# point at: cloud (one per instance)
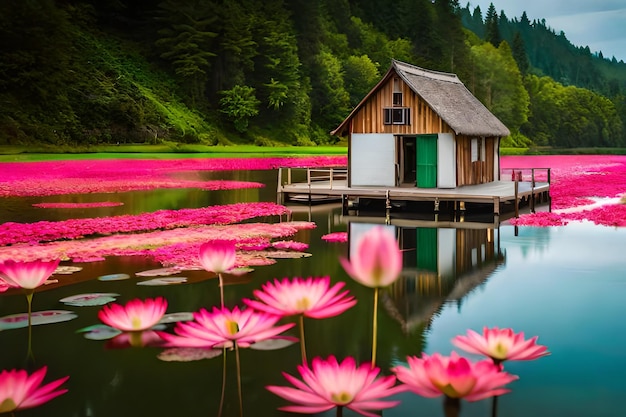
(599, 24)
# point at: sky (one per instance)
(599, 24)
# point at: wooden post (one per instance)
(532, 191)
(516, 199)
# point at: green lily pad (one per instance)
(188, 354)
(66, 270)
(176, 317)
(114, 277)
(163, 281)
(272, 344)
(99, 332)
(17, 321)
(92, 299)
(160, 272)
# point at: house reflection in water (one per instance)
(441, 265)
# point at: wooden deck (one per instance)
(331, 183)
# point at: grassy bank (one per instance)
(13, 153)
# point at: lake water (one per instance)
(567, 285)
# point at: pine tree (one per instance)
(519, 53)
(492, 29)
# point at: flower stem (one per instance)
(239, 380)
(219, 413)
(375, 328)
(29, 299)
(302, 345)
(494, 406)
(451, 407)
(219, 275)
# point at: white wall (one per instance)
(446, 161)
(373, 159)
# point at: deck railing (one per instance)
(536, 175)
(532, 175)
(314, 175)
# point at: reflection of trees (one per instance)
(531, 239)
(440, 266)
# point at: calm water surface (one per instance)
(567, 285)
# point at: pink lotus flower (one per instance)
(222, 328)
(453, 376)
(311, 297)
(135, 316)
(27, 275)
(217, 255)
(328, 384)
(377, 260)
(501, 345)
(19, 391)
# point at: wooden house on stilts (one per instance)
(421, 128)
(420, 135)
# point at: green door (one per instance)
(427, 161)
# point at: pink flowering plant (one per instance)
(330, 384)
(311, 297)
(501, 345)
(453, 376)
(19, 390)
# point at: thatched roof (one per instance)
(447, 96)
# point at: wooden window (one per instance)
(397, 116)
(397, 99)
(477, 149)
(397, 93)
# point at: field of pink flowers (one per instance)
(583, 188)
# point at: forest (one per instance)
(283, 72)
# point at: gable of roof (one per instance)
(447, 96)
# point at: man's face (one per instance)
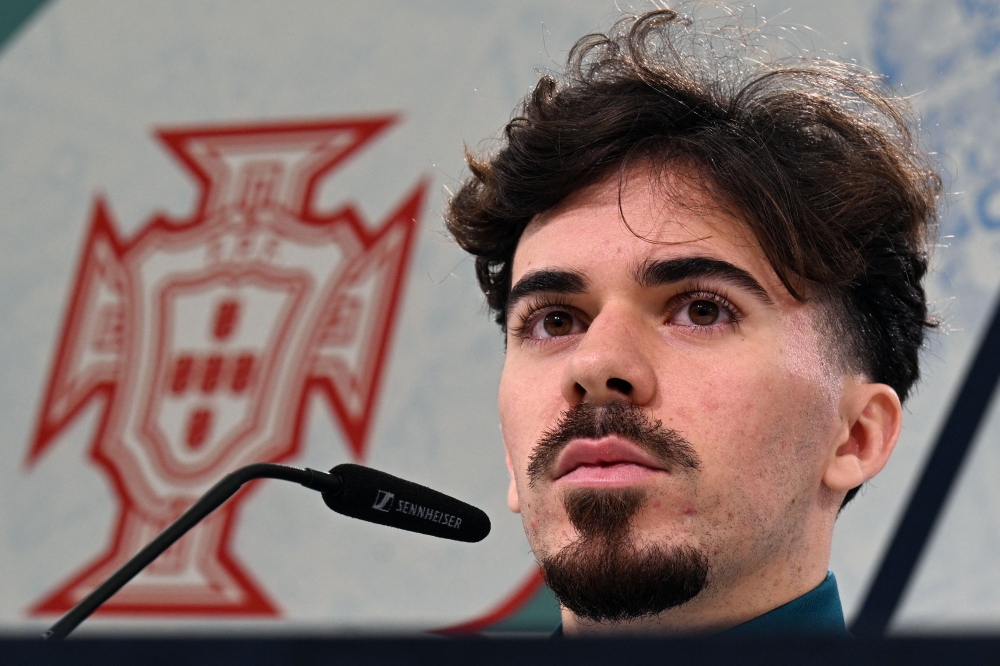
(682, 318)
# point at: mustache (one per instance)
(621, 418)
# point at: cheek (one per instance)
(526, 409)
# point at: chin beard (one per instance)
(604, 576)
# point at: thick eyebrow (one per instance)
(670, 271)
(547, 281)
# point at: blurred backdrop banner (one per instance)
(222, 244)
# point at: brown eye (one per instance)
(703, 313)
(557, 323)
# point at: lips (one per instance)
(605, 461)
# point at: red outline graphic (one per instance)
(204, 338)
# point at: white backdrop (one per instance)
(85, 84)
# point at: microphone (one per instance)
(346, 489)
(377, 497)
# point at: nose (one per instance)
(611, 362)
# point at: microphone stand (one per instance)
(217, 494)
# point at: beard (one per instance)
(606, 574)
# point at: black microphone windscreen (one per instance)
(377, 497)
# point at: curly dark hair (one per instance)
(818, 158)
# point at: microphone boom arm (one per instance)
(209, 502)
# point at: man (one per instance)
(708, 267)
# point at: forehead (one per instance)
(620, 225)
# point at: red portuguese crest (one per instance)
(204, 339)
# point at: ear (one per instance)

• • •

Your assignment | In the copy, include every record exactly and no pictures at all.

Output of the task |
# point at: cloud (one per instance)
(599, 24)
# point at: sky (one per instance)
(599, 24)
# point at: wooden post (one per instance)
(532, 191)
(516, 199)
# point at: green lily pad (one per instance)
(188, 354)
(66, 270)
(176, 317)
(114, 277)
(163, 281)
(272, 344)
(99, 332)
(17, 321)
(92, 299)
(160, 272)
# point at: house reflection in water (one per instance)
(441, 265)
# point at: wooden deck (one per instance)
(331, 183)
# point at: grassy bank (one per instance)
(13, 153)
# point at: lake water (one per instance)
(567, 285)
# point at: pine tree (one per instance)
(519, 53)
(492, 29)
# point at: flower stem (one per instance)
(239, 380)
(219, 413)
(375, 328)
(29, 299)
(302, 345)
(494, 406)
(451, 407)
(219, 275)
# point at: white wall (one per instance)
(446, 161)
(373, 159)
# point at: deck railing (one per instance)
(536, 175)
(532, 175)
(314, 175)
# point at: reflection of trees (one per instance)
(531, 239)
(440, 266)
# point at: calm water surface (one per instance)
(567, 285)
# point at: pink lotus flower (one per instance)
(222, 328)
(453, 376)
(311, 297)
(135, 316)
(27, 275)
(217, 255)
(328, 384)
(377, 260)
(501, 345)
(19, 391)
# point at: wooden house on stilts (one per instance)
(421, 128)
(420, 135)
# point at: green door (one per instance)
(427, 161)
# point at: pink flowering plant (one per instance)
(330, 384)
(311, 297)
(501, 345)
(453, 376)
(19, 390)
# point at: thatched roof (one per instance)
(447, 96)
# point at: wooden window (one per instance)
(397, 116)
(397, 99)
(477, 149)
(397, 93)
# point at: field of pink flowers (one per instance)
(583, 188)
# point at: forest (one per instance)
(283, 72)
# point at: gable of roof (one per instance)
(447, 96)
# point at: man's face (one per instance)
(682, 318)
# point at: mustache (one per instance)
(621, 418)
# point at: cheek (one per instance)
(526, 409)
# point at: chin beard (one per instance)
(604, 576)
# point at: thick eyebrow (one per instance)
(670, 271)
(547, 281)
# point at: blurred backdrop banner (one per instance)
(222, 244)
# point at: brown eye (one per instance)
(703, 313)
(557, 323)
# point at: lips (one per instance)
(605, 461)
# point at: red outline graphic (one per instance)
(204, 338)
# point at: white backdrop (one per instance)
(85, 84)
# point at: microphone (one per instance)
(346, 489)
(377, 497)
# point at: nose (one per instance)
(611, 362)
# point at: microphone stand (one per instance)
(217, 494)
# point at: beard (one per instance)
(606, 574)
# point at: black microphone windscreen (one per instance)
(377, 497)
# point at: curly dark hair (one per instance)
(818, 158)
# point at: microphone boom arm (one per instance)
(209, 502)
# point at: man (one per instance)
(708, 267)
# point at: forehead (one per instance)
(620, 225)
# point at: red portuguese crest (one per instance)
(204, 339)
# point at: ear (one per instance)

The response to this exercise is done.